> _What to work on_:
The answer must restate every record word for word.

> _Stored items_:
::::::::::

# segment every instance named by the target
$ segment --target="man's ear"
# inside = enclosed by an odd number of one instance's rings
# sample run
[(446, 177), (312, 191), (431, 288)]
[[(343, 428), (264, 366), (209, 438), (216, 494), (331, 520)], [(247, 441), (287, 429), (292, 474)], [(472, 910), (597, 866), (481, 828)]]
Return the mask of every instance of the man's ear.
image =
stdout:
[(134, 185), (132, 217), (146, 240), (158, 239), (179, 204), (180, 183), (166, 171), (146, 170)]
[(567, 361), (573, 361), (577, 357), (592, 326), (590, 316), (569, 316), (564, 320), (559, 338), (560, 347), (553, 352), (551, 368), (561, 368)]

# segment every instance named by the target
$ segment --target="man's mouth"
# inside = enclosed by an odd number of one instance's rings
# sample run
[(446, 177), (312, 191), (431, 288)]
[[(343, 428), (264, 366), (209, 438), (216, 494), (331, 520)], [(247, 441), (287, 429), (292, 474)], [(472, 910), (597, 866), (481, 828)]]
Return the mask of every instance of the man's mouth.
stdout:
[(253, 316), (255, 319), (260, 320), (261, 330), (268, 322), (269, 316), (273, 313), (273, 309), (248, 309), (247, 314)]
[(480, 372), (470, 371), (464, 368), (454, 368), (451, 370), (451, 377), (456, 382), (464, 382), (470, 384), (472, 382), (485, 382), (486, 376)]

::::::::::

> _Written answer_:
# segment every instance named by the target
$ segment --target="man's ear"
# inside = enclosed by an odd number of one instance's rings
# sample run
[(446, 177), (312, 191), (431, 288)]
[[(343, 428), (264, 366), (209, 438), (216, 494), (331, 520)], [(247, 441), (287, 429), (292, 474)], [(472, 910), (597, 866), (481, 828)]]
Return the mask of every instance of the man's ear.
image =
stdout:
[(134, 185), (132, 217), (146, 240), (158, 239), (179, 204), (180, 183), (166, 171), (146, 170)]
[(567, 361), (573, 361), (577, 357), (592, 326), (590, 316), (569, 316), (564, 320), (559, 338), (560, 347), (553, 352), (551, 368), (561, 368)]

# segment every instance named by the target
$ segment --target="man's mouth"
# inside = enclosed by an odd number of one instance's rings
# sample run
[(446, 177), (312, 191), (431, 288)]
[[(343, 428), (264, 366), (209, 438), (216, 494), (331, 520)], [(247, 441), (287, 429), (292, 474)], [(472, 910), (597, 866), (481, 828)]]
Return the mask of every instance of the man's mouth.
stdout:
[(253, 316), (255, 319), (260, 320), (261, 330), (268, 322), (269, 316), (273, 313), (273, 309), (248, 309), (247, 314)]
[(480, 372), (470, 371), (464, 368), (454, 368), (451, 370), (451, 377), (456, 382), (464, 382), (470, 384), (472, 382), (485, 382), (486, 376)]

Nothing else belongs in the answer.